* Reading passage:
—————

The scientific discourse in circulation in relation to HIV/AIDS stipulates that, “AIDS (Acquired Immune Deficiency Syndrome) is a medical condition. People develop AIDS because HIV (Human Immunodeficiency Virus) has damaged their natural defenses against disease” (Averting HIV/AIDS, internet 2009). This discourse about the name and nature of the disease has permeated not only South Africa in particular and Africa as a whole. It has become a generally accepted view worldwide. The scientific discourse further throws light on the mode of transmission of the disease. It is no gainsaying the widely accepted view that, HIV is spread by sexual contact with an infected person, by sharing needles and/or syringes (primarily for drug injection) with someone who is infected, or, less commonly (and now very rarely in countries where blood is screened for HIV antibodies), through transfusions of infected blood or blood clotting factors. Babies born to HIV-infected women may become infected before or during birth or through breast-feeding after birth. (CDC: 1999:1).

This averts the misleading and ignorantly held misconceptions by certain groups of people that HIV could be acquired through “air, water and insects” (CDC: 1999:2). For instance, if it were true that mosquitoes could spread HIV, the many more pre-adolescent African children would have been diagnosed of the disease due to the prevalence of mosquito bites which produces malaria on the continent. Should the positive scientific discourse about the mode of transmission hold true, then I argue that HIV might not be a water-borne or air-borne disease after all. Otherwise, apart from babies born to infected parents, any innocent person could just contract it by chance.

—————

* Assignment: Please say how, according to the passage on HIV/AIDS, babies born to HIV-infected women may become infected.

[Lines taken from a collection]
—————

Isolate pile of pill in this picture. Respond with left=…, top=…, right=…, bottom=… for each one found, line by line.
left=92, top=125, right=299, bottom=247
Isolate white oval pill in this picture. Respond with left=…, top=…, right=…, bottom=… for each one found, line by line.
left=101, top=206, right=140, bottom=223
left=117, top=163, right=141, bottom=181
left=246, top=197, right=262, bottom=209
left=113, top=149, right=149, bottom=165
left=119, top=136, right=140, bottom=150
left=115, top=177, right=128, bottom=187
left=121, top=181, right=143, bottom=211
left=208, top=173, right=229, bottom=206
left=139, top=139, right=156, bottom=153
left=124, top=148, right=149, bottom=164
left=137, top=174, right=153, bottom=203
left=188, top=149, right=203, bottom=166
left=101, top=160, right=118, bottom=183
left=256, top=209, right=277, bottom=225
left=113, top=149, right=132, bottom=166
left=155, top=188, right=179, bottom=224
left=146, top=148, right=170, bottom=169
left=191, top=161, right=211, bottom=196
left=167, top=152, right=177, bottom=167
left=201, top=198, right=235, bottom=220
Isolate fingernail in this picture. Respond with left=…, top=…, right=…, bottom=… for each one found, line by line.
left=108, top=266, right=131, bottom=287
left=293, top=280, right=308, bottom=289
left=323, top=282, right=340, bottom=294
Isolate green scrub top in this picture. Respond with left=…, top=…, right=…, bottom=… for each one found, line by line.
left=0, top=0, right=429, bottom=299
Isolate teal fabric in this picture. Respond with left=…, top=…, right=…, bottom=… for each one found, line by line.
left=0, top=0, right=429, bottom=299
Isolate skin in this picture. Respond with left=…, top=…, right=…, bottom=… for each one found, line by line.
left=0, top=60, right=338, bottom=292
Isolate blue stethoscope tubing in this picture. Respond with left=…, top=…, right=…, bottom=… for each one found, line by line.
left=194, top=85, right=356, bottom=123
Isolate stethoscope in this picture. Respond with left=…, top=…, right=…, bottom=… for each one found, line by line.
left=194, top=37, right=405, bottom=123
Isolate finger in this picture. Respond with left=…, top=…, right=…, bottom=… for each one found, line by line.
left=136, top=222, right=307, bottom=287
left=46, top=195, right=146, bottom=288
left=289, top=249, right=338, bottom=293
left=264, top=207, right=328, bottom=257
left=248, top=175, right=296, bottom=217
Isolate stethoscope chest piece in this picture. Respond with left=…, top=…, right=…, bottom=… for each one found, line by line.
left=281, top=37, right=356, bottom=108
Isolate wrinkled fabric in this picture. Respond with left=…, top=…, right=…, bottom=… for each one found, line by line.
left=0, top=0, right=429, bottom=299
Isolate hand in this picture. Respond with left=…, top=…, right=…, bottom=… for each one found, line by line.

—————

* Exercise solution: They may become infected before or during birth, or through breast-feeding after birth.